_REQUIREMENT_:
Your output must be the line containing "Query: gravel road" followed by every later line in the entries below, all copied exactly.

_MATERIAL SUPPLIED_:
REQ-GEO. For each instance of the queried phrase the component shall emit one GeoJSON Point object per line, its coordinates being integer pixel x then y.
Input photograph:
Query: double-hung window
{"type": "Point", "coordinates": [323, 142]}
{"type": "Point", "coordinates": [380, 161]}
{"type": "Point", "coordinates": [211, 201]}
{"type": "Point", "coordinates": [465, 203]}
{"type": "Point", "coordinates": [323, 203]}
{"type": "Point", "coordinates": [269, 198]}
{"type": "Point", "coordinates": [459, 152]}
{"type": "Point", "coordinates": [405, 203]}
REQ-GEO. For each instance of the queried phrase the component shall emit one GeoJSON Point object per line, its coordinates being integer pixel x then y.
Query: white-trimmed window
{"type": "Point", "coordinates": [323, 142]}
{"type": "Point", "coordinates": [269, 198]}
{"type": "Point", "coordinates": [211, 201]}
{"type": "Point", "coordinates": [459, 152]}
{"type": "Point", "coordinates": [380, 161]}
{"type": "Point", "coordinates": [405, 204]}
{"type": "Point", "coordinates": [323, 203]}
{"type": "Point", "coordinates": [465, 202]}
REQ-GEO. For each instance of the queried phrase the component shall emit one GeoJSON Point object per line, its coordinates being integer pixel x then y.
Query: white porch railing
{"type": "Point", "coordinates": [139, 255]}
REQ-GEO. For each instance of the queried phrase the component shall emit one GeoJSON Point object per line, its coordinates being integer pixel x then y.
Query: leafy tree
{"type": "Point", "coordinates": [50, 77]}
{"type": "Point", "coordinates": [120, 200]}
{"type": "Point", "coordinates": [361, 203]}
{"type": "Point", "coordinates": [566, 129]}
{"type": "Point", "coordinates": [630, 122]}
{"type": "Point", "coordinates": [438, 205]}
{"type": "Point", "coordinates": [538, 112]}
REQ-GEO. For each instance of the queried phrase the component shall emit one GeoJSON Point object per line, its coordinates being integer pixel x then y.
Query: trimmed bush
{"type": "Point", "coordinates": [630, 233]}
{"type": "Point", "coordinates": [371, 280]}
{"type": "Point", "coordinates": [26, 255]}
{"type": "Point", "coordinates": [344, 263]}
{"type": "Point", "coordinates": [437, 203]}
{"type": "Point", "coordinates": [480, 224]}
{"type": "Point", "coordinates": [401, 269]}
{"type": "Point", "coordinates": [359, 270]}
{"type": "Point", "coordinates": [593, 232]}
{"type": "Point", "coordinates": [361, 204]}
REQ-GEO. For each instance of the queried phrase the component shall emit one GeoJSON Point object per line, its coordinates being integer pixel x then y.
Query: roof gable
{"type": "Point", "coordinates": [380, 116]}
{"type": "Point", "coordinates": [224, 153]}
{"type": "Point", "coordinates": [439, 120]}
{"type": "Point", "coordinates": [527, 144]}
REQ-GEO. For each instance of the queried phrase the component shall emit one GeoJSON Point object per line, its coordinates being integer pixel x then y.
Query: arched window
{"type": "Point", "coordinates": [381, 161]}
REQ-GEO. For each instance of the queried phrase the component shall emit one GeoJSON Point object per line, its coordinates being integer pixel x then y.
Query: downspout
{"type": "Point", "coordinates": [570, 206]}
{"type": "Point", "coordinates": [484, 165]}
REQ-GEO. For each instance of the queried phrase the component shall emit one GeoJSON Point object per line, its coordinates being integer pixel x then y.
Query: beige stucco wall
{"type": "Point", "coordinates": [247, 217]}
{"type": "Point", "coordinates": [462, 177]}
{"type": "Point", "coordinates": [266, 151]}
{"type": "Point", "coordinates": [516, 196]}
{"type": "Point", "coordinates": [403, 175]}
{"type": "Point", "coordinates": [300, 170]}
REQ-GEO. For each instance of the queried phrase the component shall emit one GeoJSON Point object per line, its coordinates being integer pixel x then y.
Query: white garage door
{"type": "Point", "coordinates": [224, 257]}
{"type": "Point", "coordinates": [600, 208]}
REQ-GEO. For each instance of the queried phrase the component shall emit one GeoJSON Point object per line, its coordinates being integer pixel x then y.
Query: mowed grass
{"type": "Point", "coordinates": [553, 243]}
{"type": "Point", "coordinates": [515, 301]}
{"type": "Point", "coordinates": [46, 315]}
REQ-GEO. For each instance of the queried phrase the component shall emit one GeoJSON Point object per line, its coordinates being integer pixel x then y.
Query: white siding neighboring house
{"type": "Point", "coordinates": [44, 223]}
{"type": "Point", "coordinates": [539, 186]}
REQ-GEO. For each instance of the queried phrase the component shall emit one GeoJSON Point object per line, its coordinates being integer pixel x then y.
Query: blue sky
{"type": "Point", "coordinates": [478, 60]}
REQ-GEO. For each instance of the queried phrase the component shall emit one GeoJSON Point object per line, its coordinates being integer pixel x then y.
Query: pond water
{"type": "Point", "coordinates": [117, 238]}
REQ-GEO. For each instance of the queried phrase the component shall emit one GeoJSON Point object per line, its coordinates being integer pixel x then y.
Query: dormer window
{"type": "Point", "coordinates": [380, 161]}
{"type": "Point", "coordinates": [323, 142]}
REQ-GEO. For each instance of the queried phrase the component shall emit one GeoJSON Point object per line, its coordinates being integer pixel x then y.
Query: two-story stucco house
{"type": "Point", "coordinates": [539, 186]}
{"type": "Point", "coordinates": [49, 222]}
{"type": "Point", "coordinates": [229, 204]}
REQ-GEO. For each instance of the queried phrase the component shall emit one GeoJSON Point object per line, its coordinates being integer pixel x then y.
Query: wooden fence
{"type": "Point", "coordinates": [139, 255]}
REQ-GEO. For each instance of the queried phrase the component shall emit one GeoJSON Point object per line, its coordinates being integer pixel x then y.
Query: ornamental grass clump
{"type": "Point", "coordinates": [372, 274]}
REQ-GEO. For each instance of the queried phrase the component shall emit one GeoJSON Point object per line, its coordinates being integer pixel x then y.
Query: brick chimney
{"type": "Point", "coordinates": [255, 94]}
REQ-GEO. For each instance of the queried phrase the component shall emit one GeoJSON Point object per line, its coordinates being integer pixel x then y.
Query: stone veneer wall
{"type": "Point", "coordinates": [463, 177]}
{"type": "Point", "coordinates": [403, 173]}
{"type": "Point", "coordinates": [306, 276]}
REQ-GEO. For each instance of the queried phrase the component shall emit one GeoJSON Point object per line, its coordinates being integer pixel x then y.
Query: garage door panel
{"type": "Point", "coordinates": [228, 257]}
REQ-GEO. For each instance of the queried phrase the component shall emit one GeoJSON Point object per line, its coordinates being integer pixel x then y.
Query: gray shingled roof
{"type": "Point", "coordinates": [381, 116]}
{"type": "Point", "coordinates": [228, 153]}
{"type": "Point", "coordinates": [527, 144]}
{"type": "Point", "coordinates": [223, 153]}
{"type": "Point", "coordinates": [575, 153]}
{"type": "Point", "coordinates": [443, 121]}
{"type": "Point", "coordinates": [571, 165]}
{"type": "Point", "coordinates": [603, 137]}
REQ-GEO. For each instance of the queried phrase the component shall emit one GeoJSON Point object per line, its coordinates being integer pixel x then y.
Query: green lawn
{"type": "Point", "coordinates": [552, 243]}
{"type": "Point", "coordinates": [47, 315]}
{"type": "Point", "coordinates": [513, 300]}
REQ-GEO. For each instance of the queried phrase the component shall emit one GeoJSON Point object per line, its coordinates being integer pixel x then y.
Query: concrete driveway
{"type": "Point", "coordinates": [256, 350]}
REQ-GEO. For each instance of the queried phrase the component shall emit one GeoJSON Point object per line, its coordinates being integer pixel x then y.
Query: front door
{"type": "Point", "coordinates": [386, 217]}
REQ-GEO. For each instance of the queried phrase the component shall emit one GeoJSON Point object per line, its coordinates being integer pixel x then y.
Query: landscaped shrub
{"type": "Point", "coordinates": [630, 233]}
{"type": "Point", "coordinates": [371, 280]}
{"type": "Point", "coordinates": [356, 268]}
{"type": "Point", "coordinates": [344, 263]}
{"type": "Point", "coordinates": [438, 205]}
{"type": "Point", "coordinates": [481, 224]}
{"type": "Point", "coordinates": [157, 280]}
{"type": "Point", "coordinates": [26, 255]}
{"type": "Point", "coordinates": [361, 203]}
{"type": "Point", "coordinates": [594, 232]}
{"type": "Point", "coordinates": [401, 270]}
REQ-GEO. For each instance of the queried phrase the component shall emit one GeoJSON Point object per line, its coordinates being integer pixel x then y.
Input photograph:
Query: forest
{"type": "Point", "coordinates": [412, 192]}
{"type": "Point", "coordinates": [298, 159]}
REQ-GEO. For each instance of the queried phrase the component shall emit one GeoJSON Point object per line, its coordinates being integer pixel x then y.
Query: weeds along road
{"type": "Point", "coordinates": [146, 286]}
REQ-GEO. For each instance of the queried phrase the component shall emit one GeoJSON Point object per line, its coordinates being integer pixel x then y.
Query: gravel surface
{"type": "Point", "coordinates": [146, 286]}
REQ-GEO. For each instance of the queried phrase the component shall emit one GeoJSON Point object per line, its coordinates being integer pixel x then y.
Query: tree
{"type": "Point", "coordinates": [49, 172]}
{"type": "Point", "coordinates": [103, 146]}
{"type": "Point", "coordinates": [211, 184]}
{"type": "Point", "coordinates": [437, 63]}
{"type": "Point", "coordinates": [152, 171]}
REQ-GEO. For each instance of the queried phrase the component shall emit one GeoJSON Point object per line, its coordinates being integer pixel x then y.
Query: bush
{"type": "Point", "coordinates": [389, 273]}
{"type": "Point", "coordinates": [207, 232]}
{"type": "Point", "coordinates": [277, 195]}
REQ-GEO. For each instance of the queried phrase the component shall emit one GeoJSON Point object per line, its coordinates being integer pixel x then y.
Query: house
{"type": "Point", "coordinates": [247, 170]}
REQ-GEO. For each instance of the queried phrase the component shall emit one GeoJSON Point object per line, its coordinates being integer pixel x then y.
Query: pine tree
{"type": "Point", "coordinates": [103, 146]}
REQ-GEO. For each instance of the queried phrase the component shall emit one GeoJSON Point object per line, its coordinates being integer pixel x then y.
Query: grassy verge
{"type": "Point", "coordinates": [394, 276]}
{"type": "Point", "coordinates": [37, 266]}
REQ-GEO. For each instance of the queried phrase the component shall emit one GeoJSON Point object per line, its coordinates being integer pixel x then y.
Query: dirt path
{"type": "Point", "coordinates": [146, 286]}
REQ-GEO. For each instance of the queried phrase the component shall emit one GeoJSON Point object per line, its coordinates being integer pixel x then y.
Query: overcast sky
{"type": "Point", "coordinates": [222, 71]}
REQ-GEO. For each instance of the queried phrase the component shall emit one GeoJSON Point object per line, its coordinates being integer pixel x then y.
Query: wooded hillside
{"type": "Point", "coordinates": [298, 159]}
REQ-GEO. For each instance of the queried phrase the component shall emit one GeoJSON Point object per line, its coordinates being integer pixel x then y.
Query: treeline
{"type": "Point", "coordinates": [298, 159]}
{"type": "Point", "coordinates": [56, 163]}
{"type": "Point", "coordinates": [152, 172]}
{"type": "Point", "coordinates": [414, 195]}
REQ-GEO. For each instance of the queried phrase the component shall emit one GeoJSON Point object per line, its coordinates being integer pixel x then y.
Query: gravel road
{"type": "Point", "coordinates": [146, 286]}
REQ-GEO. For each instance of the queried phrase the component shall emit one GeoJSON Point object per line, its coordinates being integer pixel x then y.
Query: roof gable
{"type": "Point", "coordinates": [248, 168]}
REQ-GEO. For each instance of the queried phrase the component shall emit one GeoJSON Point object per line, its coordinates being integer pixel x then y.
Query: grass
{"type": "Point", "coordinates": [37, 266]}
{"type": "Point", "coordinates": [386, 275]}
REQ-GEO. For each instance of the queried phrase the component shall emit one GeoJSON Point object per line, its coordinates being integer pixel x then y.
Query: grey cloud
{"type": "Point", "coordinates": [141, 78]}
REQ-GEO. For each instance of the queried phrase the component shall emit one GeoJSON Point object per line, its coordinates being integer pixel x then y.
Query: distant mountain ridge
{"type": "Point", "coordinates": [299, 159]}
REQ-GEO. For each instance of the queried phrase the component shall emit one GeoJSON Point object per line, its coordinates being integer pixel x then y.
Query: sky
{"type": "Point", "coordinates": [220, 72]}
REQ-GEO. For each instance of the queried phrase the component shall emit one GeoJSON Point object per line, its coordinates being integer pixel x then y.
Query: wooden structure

_ANSWER TO THIS PROBLEM_:
Query: gravel road
{"type": "Point", "coordinates": [146, 286]}
REQ-GEO. For each instance of the queried phrase the component shall emit one GeoJSON Point object per line, its coordinates being integer pixel x then y.
Query: roof gable
{"type": "Point", "coordinates": [248, 168]}
REQ-GEO. For each instance of the queried phrase the component shall emit one GeoJSON Point object per line, its coordinates being integer pixel x then y.
Query: grass
{"type": "Point", "coordinates": [37, 266]}
{"type": "Point", "coordinates": [386, 275]}
REQ-GEO. For each instance of the queried phrase the component shall emit one GeoJSON Point object per line, its coordinates being integer pixel x then y.
Query: grey cloud
{"type": "Point", "coordinates": [141, 78]}
REQ-GEO. For each instance of the queried phrase the component shall emit one GeoJSON Point object per line, its coordinates being integer pixel x then y.
Query: distant mountain ridge
{"type": "Point", "coordinates": [299, 159]}
REQ-GEO. For each instance of the queried phrase the component shall emit one GeoJSON Point object per line, its coordinates being integer pixel x then y.
Query: sky
{"type": "Point", "coordinates": [220, 72]}
REQ-GEO. For each instance of the queried phrase the component shall emit one GeoJSON Point object per line, its coordinates being integer pixel x then y.
Query: wooden structure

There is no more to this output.